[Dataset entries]
==========

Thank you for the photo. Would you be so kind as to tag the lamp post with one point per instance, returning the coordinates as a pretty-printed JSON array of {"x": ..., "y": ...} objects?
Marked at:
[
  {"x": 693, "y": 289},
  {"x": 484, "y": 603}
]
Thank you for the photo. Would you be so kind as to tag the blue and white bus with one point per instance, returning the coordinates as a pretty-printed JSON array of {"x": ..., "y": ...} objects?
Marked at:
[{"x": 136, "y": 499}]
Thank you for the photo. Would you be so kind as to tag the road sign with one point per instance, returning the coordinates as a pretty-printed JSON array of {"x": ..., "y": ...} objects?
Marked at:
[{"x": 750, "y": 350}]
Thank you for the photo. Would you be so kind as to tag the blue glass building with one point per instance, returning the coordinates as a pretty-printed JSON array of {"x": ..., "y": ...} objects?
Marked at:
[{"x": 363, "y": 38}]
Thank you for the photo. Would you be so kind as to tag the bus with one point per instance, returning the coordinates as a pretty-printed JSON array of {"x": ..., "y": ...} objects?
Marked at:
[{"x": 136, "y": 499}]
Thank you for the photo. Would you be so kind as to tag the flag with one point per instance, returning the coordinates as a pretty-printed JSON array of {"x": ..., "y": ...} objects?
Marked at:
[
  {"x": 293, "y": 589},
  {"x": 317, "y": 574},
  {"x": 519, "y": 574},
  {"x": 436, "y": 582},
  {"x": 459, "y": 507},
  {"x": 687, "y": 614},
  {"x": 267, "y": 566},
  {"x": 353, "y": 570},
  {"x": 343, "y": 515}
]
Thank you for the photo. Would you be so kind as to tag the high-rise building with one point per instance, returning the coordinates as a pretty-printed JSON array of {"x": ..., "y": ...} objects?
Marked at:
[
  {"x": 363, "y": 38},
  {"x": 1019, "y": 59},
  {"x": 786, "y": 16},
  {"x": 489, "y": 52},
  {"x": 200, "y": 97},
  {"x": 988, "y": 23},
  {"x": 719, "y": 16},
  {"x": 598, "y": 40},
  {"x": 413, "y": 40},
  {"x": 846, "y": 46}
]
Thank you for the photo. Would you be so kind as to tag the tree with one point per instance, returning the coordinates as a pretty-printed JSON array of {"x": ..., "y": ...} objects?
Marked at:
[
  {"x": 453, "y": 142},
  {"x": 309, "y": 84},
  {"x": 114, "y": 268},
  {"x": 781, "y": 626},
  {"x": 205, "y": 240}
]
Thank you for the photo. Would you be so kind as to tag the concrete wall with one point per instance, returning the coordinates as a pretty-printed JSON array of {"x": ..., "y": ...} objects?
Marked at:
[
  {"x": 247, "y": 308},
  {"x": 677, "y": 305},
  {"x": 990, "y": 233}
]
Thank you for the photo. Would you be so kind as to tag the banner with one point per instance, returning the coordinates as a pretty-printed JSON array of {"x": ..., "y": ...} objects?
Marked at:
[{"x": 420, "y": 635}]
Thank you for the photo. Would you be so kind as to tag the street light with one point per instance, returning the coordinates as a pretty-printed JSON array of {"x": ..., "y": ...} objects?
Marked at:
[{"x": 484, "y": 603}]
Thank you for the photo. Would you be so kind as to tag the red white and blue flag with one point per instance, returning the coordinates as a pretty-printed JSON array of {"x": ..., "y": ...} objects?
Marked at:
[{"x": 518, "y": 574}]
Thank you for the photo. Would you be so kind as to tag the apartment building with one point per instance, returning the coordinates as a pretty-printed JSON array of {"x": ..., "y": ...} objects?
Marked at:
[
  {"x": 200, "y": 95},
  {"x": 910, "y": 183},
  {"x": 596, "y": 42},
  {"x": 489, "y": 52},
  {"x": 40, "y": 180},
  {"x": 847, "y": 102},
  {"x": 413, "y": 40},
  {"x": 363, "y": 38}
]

==========

WHAT THIS TASK INVOLVES: What lines in the data above contain the word "flag"? Copy them all.

ANSWER FOR THE TASK:
Thank you for the photo. Would you be so kind as to tag the flag with one point per instance, returning the coordinates as a pretty-printed JSON array of {"x": ..., "y": ...} objects?
Thank you for the photo. Would you be so kind as to tag the red white and blue flag with one point per instance, returning the coordinates as a pretty-printed JSON array of {"x": ..., "y": ...} objects?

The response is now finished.